**THE TASKS**:
#1 In the Howard Scott Gordon biography, do these statements agree with the text? (a) Gordon chaired the economics department at Carleton from 1948 to 1966. (b) Gordon received his undergraduate degree from McGill University. (c) Gordon taught summer courses at Queen's University until 1988. Answer yes or no for each and quote the deciding words.
#2 From the Howard Scott Gordon biography, print the passage between "He spent most" and "and McGill University.", inclusive.

Howard Scott Gordon (1924–2019) was a Canadian economist. His seminal 1954 article Economic Theory of a Common Property Resource: The Fishery marked the beginning of the modern economics study of fisheries.
He spent most of his career teaching and writing in the history and philosophy of economics.

Life 
Gordon was born in Halifax, Nova Scotia. He gained his undergraduate degree from Dalhousie University in 1944. He was an economics graduate student at Columbia University and McGill University.

He was a lecturer in economics at McGill in 1947-1948. He then joined the recently established Carleton College (now Carleton University) in Ottawa. He helped found the Economics Department at Carleton University and chaired the department from 1948 to 1966. He was a professor at the department of economics at Indiana University from 1966 to 1988. He chaired the Economics Department at IU from 1970 to 1973. From 1983 he had a split appointment with the History and Philosophy of Science Department. He retired in 1988.

Gordon taught summer courses in the history of economic theory at Queen's University from 1970 until 1996.

**SUPPLIED ENTRIES**:
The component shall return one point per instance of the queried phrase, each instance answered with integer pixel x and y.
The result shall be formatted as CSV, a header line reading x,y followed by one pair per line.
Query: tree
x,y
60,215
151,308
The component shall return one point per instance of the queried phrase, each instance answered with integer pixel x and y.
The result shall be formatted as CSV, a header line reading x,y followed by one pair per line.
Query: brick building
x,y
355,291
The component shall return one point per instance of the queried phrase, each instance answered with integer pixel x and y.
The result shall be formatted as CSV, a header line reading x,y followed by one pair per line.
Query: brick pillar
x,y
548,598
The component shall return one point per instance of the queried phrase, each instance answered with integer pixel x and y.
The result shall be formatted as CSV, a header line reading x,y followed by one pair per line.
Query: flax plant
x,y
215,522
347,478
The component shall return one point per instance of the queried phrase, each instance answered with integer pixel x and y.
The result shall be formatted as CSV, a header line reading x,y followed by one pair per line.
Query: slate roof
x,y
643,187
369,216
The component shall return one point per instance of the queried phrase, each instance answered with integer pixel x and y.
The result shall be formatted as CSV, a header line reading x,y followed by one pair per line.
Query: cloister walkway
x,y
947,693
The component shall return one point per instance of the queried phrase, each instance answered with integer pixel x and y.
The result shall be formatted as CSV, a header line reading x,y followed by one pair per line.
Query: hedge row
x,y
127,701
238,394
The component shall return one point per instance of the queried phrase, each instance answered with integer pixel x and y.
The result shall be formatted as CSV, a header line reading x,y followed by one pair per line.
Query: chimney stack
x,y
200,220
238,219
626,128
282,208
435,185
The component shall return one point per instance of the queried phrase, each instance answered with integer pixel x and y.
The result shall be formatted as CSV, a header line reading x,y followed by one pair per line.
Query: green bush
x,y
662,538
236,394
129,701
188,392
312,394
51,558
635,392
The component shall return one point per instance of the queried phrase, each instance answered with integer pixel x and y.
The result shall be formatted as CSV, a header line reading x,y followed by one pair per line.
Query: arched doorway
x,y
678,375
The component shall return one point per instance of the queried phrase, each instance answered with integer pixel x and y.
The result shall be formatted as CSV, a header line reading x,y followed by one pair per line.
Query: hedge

**RESULTS OF THE TASKS**:
#1
(a) Yes: "chaired the department from 1948 to 1966"
(b) No: "He gained his undergraduate degree from Dalhousie University in 1944."
(c) No: "Gordon taught summer courses in the history of economic theory at Queen's University from 1970 until 1996."

#2
He spent most of his career teaching and writing in the history and philosophy of economics.

Life 
Gordon was born in Halifax, Nova Scotia. He gained his undergraduate degree from Dalhousie University in 1944. He was an economics graduate student at Columbia University and McGill University.